Cessation de l’illicite et pouvoir du juge des référés

Mots-clefs : Trouble illicite, Étendue de la notion, Injonction, Cessation, Pouvoir du juge des référés

En cas de trouble manifestement illicite, l’intervention du juge ne dépend pas de la violation d’une règle de droit.

Le 12 juillet 2012, la Cour de cassation a jugé que le seul risque de confusion entre deux professionnels intervenant sur un même secteur d’activité, dans le cadre du référencement payant d’un célèbre moteur de recherche, est à l'origine d'un trouble manifestement illicite, au titre duquel le juge des référés est compétent, peu important que la violation d’une règle de droit fût, en l’espèce, caractérisée.

(Entrées de données recueillies)
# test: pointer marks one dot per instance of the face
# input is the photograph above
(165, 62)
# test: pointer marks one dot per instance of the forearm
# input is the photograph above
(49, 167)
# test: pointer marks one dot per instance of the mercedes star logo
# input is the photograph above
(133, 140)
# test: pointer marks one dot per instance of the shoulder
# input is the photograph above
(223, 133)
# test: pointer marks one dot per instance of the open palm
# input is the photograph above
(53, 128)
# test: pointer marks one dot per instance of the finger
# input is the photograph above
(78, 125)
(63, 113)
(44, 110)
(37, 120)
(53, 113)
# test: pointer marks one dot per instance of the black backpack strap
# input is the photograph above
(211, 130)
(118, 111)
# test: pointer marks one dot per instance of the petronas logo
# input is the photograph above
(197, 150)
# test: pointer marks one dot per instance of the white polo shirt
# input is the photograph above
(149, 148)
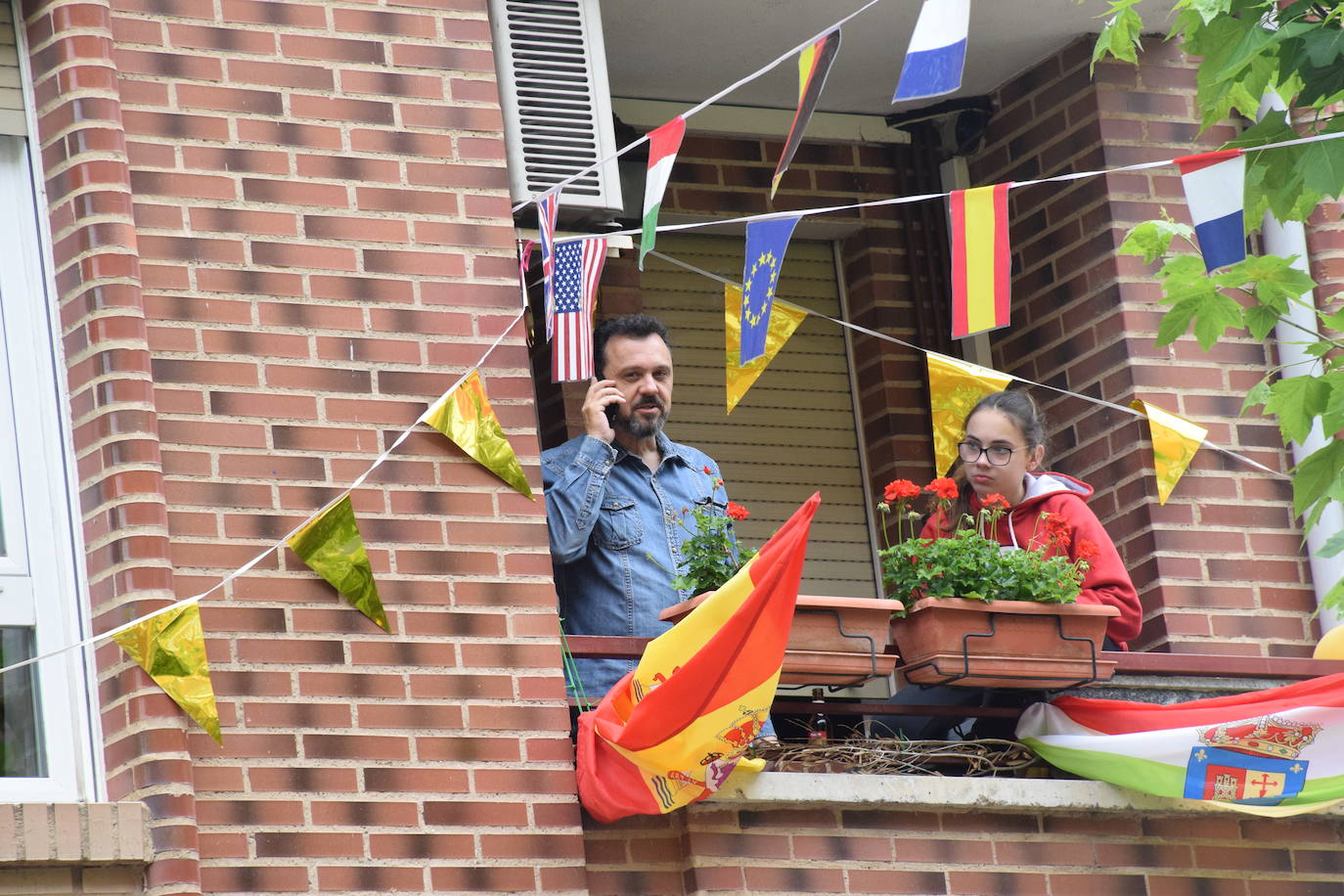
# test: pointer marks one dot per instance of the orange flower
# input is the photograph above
(901, 490)
(944, 488)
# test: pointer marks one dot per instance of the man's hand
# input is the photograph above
(601, 395)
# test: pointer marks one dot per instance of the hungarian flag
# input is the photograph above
(674, 730)
(1269, 752)
(980, 259)
(664, 143)
(1215, 193)
(813, 67)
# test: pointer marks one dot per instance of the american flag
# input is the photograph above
(578, 267)
(546, 208)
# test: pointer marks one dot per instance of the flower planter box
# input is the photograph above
(1003, 644)
(833, 641)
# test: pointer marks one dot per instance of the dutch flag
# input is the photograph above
(1215, 187)
(937, 50)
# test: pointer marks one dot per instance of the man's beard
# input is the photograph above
(632, 425)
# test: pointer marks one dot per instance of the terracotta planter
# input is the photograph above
(1003, 644)
(833, 641)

Travail demandé => Recopiez intégralement, sans la moindre modification, l'extrait consacré à la cessation de l'illicite et au pouvoir du juge des référés. Ces entrées ne sont d'aucune utilité pour ce travail.

Résultat =>
Cessation de l’illicite et pouvoir du juge des référés

Mots-clefs : Trouble illicite, Étendue de la notion, Injonction, Cessation, Pouvoir du juge des référés

En cas de trouble manifestement illicite, l’intervention du juge ne dépend pas de la violation d’une règle de droit.

Le 12 juillet 2012, la Cour de cassation a jugé que le seul risque de confusion entre deux professionnels intervenant sur un même secteur d’activité, dans le cadre du référencement payant d’un célèbre moteur de recherche, est à l'origine d'un trouble manifestement illicite, au titre duquel le juge des référés est compétent, peu important que la violation d’une règle de droit fût, en l’espèce, caractérisée.